══ RECORD EXTRACTS

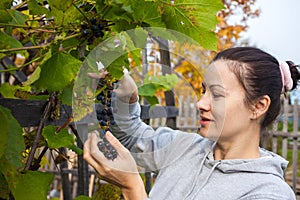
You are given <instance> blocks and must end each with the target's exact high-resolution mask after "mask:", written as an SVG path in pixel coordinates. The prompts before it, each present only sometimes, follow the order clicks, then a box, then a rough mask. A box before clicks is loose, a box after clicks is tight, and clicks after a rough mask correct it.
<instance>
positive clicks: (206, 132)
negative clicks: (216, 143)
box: [198, 128, 220, 141]
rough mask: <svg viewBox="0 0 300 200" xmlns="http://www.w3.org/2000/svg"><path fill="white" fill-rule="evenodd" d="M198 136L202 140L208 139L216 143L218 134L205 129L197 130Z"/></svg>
mask: <svg viewBox="0 0 300 200" xmlns="http://www.w3.org/2000/svg"><path fill="white" fill-rule="evenodd" d="M198 134H199V135H201V136H202V137H204V138H208V139H210V140H212V141H218V139H219V137H220V134H217V135H216V134H214V133H213V132H212V131H208V130H206V129H205V128H199V129H198Z"/></svg>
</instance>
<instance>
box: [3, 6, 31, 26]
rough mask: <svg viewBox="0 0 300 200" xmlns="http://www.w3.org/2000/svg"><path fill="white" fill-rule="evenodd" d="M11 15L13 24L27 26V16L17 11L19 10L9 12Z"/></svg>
mask: <svg viewBox="0 0 300 200" xmlns="http://www.w3.org/2000/svg"><path fill="white" fill-rule="evenodd" d="M7 11H8V13H9V15H10V16H11V18H12V24H18V25H25V22H26V20H27V19H28V16H27V15H24V14H23V13H21V12H19V11H17V10H11V9H10V10H7Z"/></svg>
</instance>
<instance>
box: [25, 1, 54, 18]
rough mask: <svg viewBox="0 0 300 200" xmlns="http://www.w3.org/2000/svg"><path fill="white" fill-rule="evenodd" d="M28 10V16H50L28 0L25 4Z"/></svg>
mask: <svg viewBox="0 0 300 200" xmlns="http://www.w3.org/2000/svg"><path fill="white" fill-rule="evenodd" d="M27 5H28V8H29V14H31V15H43V14H46V16H50V11H49V10H48V9H47V8H45V7H43V6H41V5H39V4H38V2H37V1H36V0H30V1H28V2H27Z"/></svg>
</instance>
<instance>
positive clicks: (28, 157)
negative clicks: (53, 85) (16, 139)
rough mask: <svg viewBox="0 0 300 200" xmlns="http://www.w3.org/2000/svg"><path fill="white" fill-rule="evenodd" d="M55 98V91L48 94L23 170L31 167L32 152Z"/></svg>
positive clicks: (36, 146)
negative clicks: (45, 104) (48, 100)
mask: <svg viewBox="0 0 300 200" xmlns="http://www.w3.org/2000/svg"><path fill="white" fill-rule="evenodd" d="M55 99H56V93H51V94H50V98H49V101H48V103H47V105H46V108H45V110H44V112H43V114H42V117H41V121H40V124H39V126H38V129H37V131H36V136H35V138H34V141H33V144H32V148H31V150H30V153H29V156H28V159H27V161H26V165H25V170H29V169H30V167H31V164H32V161H33V159H34V154H35V151H36V149H37V147H38V142H39V139H40V137H41V135H42V130H43V128H44V126H45V123H46V121H47V119H48V117H49V115H50V112H51V105H52V104H53V101H55Z"/></svg>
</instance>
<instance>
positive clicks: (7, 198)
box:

════

WORK ITEM:
A word-for-word copy of the records is needed, one that contains no pictures.

SOLUTION FOR THIS TASK:
You are given <instance> blocks and must end each with the target's exact high-resolution mask after "mask:", written as an SVG path in pixel coordinates. The prompts before it, each present only sometimes, follow the order clicks, then a box, then a rough mask. A box before clicks is loose, a box after clicks is tight, and clicks after a rough mask correct it.
<instance>
positive clicks: (206, 132)
negative clicks: (216, 143)
box: [198, 128, 220, 141]
rough mask: <svg viewBox="0 0 300 200" xmlns="http://www.w3.org/2000/svg"><path fill="white" fill-rule="evenodd" d="M198 136L202 140L208 139L216 143L218 134L205 129L197 130Z"/></svg>
mask: <svg viewBox="0 0 300 200" xmlns="http://www.w3.org/2000/svg"><path fill="white" fill-rule="evenodd" d="M198 134H199V135H201V136H202V137H204V138H208V139H210V140H212V141H218V139H219V137H220V134H217V135H216V134H214V133H213V132H212V131H208V130H206V129H205V128H199V129H198Z"/></svg>
</instance>
<instance>
box: [3, 6, 31, 26]
rough mask: <svg viewBox="0 0 300 200" xmlns="http://www.w3.org/2000/svg"><path fill="white" fill-rule="evenodd" d="M11 15L13 24L27 26V16L17 11L19 10L9 12Z"/></svg>
mask: <svg viewBox="0 0 300 200" xmlns="http://www.w3.org/2000/svg"><path fill="white" fill-rule="evenodd" d="M7 11H8V13H9V15H10V16H11V18H12V24H18V25H25V22H26V20H27V19H28V16H27V15H24V14H23V13H21V12H19V11H17V10H11V9H10V10H7Z"/></svg>
</instance>
<instance>
box: [25, 1, 54, 18]
rough mask: <svg viewBox="0 0 300 200" xmlns="http://www.w3.org/2000/svg"><path fill="white" fill-rule="evenodd" d="M28 10V16H50L28 0L25 4Z"/></svg>
mask: <svg viewBox="0 0 300 200" xmlns="http://www.w3.org/2000/svg"><path fill="white" fill-rule="evenodd" d="M27 5H28V8H29V14H31V15H43V14H46V16H50V11H49V10H48V9H47V8H45V7H43V6H41V5H39V4H38V2H37V1H36V0H30V1H28V2H27Z"/></svg>
</instance>
<instance>
positive clicks: (28, 157)
negative clicks: (53, 85) (16, 139)
rough mask: <svg viewBox="0 0 300 200" xmlns="http://www.w3.org/2000/svg"><path fill="white" fill-rule="evenodd" d="M55 98V91L48 94L23 170L31 167L32 152Z"/></svg>
positive clicks: (36, 146)
negative clicks: (45, 104) (48, 100)
mask: <svg viewBox="0 0 300 200" xmlns="http://www.w3.org/2000/svg"><path fill="white" fill-rule="evenodd" d="M55 99H56V93H51V94H50V98H49V101H48V103H47V105H46V108H45V110H44V112H43V114H42V117H41V121H40V124H39V126H38V129H37V131H36V136H35V138H34V141H33V144H32V148H31V150H30V153H29V156H28V159H27V161H26V165H25V170H29V169H30V167H31V164H32V161H33V159H34V154H35V151H36V149H37V147H38V142H39V139H40V137H41V135H42V130H43V128H44V126H45V123H46V121H47V119H48V117H49V115H50V112H51V105H52V104H53V101H55Z"/></svg>
</instance>
<instance>
positive clicks: (7, 198)
box:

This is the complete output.